Your instructions: Copy every record below character for character, and leave the pictures out of your copy.
+ + + + +
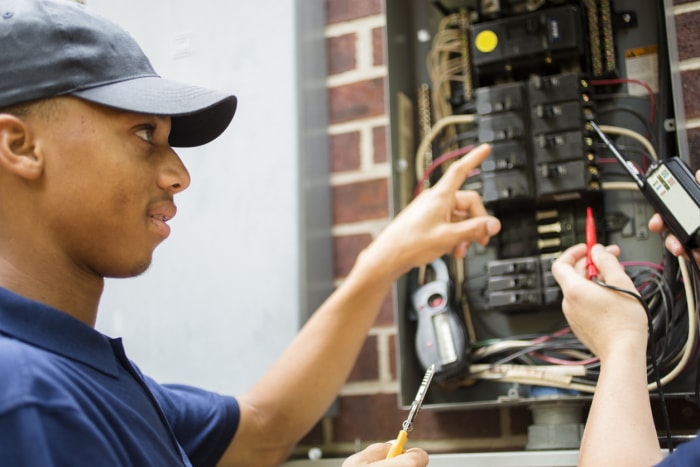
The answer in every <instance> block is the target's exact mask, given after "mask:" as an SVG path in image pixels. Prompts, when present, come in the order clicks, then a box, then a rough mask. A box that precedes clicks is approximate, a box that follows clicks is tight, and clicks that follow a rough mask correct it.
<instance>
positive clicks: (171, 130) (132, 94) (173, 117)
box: [71, 76, 237, 147]
mask: <svg viewBox="0 0 700 467" xmlns="http://www.w3.org/2000/svg"><path fill="white" fill-rule="evenodd" d="M71 95H74V96H76V97H80V98H81V99H85V100H88V101H90V102H95V103H97V104H102V105H106V106H109V107H114V108H117V109H122V110H127V111H130V112H137V113H144V114H151V115H167V116H170V117H171V121H172V128H171V130H170V138H169V142H170V145H171V146H173V147H194V146H201V145H203V144H206V143H208V142H210V141H212V140H214V139H215V138H217V137H218V136H219V135H220V134H221V133H223V132H224V130H225V129H226V128H227V127H228V125H229V123H231V119H232V118H233V115H234V113H235V112H236V103H237V101H236V97H235V96H233V95H230V94H225V93H222V92H218V91H214V90H211V89H206V88H202V87H199V86H193V85H189V84H184V83H179V82H177V81H170V80H167V79H163V78H160V77H156V76H148V77H141V78H134V79H129V80H126V81H120V82H116V83H110V84H106V85H102V86H97V87H93V88H90V89H83V90H80V91H75V92H72V93H71Z"/></svg>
+ + + + +
Exercise response:
The answer in every <instance> block is the target's exact mask, given after "mask:" as an SVG path in image pixels. Prompts, when present, come in the order clicks, then a box, then a rough mask. A box that precedes clicks is approximate, a box that follows clicks is tight, and clicks that follow a rough mask correct it.
<instance>
positive clicks: (171, 130) (132, 94) (173, 117)
box: [71, 76, 237, 147]
mask: <svg viewBox="0 0 700 467" xmlns="http://www.w3.org/2000/svg"><path fill="white" fill-rule="evenodd" d="M71 95H74V96H76V97H80V98H81V99H85V100H88V101H90V102H95V103H97V104H102V105H106V106H109V107H114V108H117V109H122V110H127V111H130V112H137V113H144V114H151V115H167V116H170V117H171V121H172V128H171V130H170V138H169V142H170V145H171V146H173V147H194V146H201V145H203V144H206V143H208V142H210V141H212V140H214V139H215V138H217V137H218V136H219V135H220V134H221V133H223V132H224V130H225V129H226V128H227V127H228V125H229V123H231V119H232V118H233V115H234V113H235V112H236V103H237V101H236V97H235V96H233V95H230V94H225V93H222V92H218V91H214V90H211V89H206V88H202V87H199V86H193V85H189V84H184V83H179V82H177V81H170V80H167V79H163V78H160V77H156V76H148V77H141V78H134V79H129V80H126V81H120V82H116V83H110V84H106V85H102V86H97V87H93V88H90V89H83V90H80V91H75V92H72V93H71Z"/></svg>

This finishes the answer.